Goal – Please pull out, word for word, the part of the series review that opens with the words containing "This photo is" and closes with "as an adaptation.".

Source –
>>>>>

“Daisy Jones & the Six” falls short of its source material



This photo is courtesy of Daisy Jones & the Six

Valerie Schmitt, staff writer

In 2019, Taylor Jenkins Reid released her best-selling novel “Daisy Jones & the Six” to critical acclaim. “Daisy Jones & the Six” follows a fictional famous 70s rock ’n’ roll band as they are interviewed about their journey to stardom and why they eventually break up. The popularity of the book led to a deal with Amazon Prime to turn it into a 10 episode series, with the first episode releasing on Friday, March 3. The adaptation was produced by Reid, which gave fans hope that it will stay loyal to the original material. Nevertheless, the show still manages to fail as an adaptation.
In terms of casting, the show features a solid ensemble: No breakout stars, but solid performances all around. Camila Morrone gives an excellent performance as Camila Dunne, as does Suki Waterhouse as Karen Siko. Riley Keough, playing the titular Daisy Jones, does a particularly great job—she manages to portray Daisy’s headstrong personality while still giving her the southern charm that Daisy possesses in the book. In contrast, her co-star Sam Claflin, playing rockstar and the band’s frontman Billy Dunne, gives a mediocre performance. While all of the other actors are fit for their roles, Claflin feels out of place as Billy; his performance is angular and weirdly heroic for a character that’s supposed to be self-aware and morally gray. Sure, Claflin feels fit for a rockstar, but he doesn’t feel fit for Billy Dunne.

<<<<<

Bounding box annotation records –
>>>>>

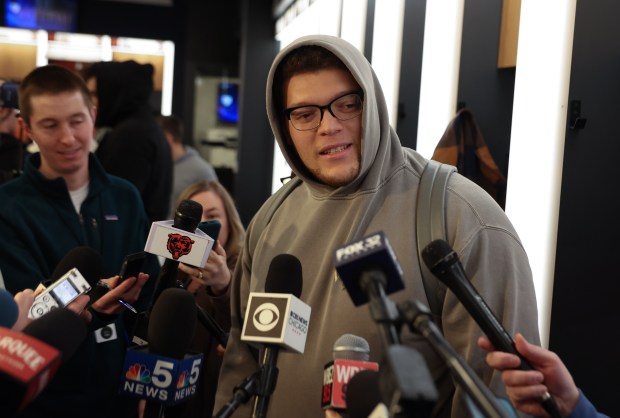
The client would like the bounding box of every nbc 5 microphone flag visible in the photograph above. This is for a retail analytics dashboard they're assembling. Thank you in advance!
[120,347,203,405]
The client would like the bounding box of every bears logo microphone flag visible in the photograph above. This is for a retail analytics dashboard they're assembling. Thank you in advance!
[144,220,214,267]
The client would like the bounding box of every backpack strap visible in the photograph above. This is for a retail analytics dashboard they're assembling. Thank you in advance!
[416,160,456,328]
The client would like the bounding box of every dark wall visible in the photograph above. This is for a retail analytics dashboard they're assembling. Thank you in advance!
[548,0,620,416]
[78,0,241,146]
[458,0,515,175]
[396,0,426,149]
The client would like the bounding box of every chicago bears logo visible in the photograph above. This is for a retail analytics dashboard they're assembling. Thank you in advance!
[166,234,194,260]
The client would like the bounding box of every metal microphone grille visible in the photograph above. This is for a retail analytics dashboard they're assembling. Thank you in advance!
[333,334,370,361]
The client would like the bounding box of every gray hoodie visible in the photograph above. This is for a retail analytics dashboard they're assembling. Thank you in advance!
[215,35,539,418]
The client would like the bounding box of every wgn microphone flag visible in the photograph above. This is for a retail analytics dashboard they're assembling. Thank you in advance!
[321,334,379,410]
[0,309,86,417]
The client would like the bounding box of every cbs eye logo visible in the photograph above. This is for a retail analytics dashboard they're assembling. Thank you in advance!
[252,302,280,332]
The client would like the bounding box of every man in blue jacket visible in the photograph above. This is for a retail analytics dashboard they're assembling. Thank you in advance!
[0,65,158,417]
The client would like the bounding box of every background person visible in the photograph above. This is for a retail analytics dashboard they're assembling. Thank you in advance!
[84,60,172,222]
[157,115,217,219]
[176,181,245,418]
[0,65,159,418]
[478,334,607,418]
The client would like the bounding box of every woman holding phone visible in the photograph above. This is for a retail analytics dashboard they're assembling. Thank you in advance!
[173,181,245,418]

<<<<<

Task answer –
This photo is courtesy of Daisy Jones & the Six

Valerie Schmitt, staff writer

In 2019, Taylor Jenkins Reid released her best-selling novel “Daisy Jones & the Six” to critical acclaim. “Daisy Jones & the Six” follows a fictional famous 70s rock ’n’ roll band as they are interviewed about their journey to stardom and why they eventually break up. The popularity of the book led to a deal with Amazon Prime to turn it into a 10 episode series, with the first episode releasing on Friday, March 3. The adaptation was produced by Reid, which gave fans hope that it will stay loyal to the original material. Nevertheless, the show still manages to fail as an adaptation.